- **EXERCISE DETAILS**
All records are to be printed again exactly as they appear.

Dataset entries

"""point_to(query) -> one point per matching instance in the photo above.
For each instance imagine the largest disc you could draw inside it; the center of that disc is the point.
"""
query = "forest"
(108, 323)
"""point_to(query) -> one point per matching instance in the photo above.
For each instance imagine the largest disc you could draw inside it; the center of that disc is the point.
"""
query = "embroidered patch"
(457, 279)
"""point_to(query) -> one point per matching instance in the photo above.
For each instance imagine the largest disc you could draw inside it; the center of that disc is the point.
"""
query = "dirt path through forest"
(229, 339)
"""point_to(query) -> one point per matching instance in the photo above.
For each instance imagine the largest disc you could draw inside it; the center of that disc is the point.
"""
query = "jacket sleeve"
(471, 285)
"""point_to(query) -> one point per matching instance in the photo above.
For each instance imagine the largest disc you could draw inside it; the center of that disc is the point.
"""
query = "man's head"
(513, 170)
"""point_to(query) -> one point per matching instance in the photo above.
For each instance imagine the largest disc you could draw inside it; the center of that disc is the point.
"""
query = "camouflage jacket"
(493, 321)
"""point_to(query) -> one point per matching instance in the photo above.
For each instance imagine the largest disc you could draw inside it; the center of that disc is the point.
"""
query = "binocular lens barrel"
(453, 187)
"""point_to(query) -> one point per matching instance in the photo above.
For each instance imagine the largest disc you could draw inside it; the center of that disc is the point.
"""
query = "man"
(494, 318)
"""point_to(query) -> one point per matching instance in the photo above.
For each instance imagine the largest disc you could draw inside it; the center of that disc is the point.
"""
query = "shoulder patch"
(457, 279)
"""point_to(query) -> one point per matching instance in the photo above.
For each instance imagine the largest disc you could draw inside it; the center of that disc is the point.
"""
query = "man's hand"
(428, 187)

- **SOLUTION TO THIS TASK**
"""point_to(query) -> one point per matching instance in the photo above.
For each instance imagine the largest disc you could draw inside it; the center of that disc is the point.
"""
query = "forest"
(108, 323)
"""point_to(query) -> one point per matching instance in the photo above.
For each instance imagine the largest disc you could draw inside it; the center of that disc is the point.
"""
query = "embroidered patch"
(457, 279)
"""point_to(query) -> one point per matching instance in the photo above.
For each instance imagine the largest disc you could draw inside it; the center of that disc is the point.
"""
query = "dirt path through forest"
(229, 339)
"""point_to(query) -> one point per matching instance in the photo above.
For each instance imagine the largest disc you could draw inside it; the center of that disc is the point.
"""
query = "jacket sleeve"
(471, 285)
"""point_to(query) -> one point per matching instance in the photo above.
For each instance imagine the largest disc you could draw inside it; the center of that disc is the point.
"""
query = "man's head"
(513, 170)
"""point_to(query) -> one point per matching instance in the photo above.
For each instance imagine the largest disc you could draw inside it; the center of that disc is the point.
"""
query = "camouflage jacket"
(493, 321)
"""point_to(query) -> one point per matching instance in the photo above.
For each instance imagine the largest disc you could draw inside it; the center of that disc is the point.
"""
query = "binocular lens barrel"
(453, 187)
"""point_to(query) -> one point per matching instance in the photo above.
For each instance imagine the largest disc you could draw inside it; the center of that disc is the point.
"""
query = "man"
(494, 318)
"""point_to(query) -> one point per matching instance in the photo above.
For each instance imagine the largest disc you could draw inside it; the center of that disc is the point.
"""
query = "shoulder patch"
(457, 279)
"""point_to(query) -> one point per matching instance in the photo above.
For each instance imagine the largest disc you could draw inside it; the center of that disc is the point.
"""
query = "man's hand"
(428, 187)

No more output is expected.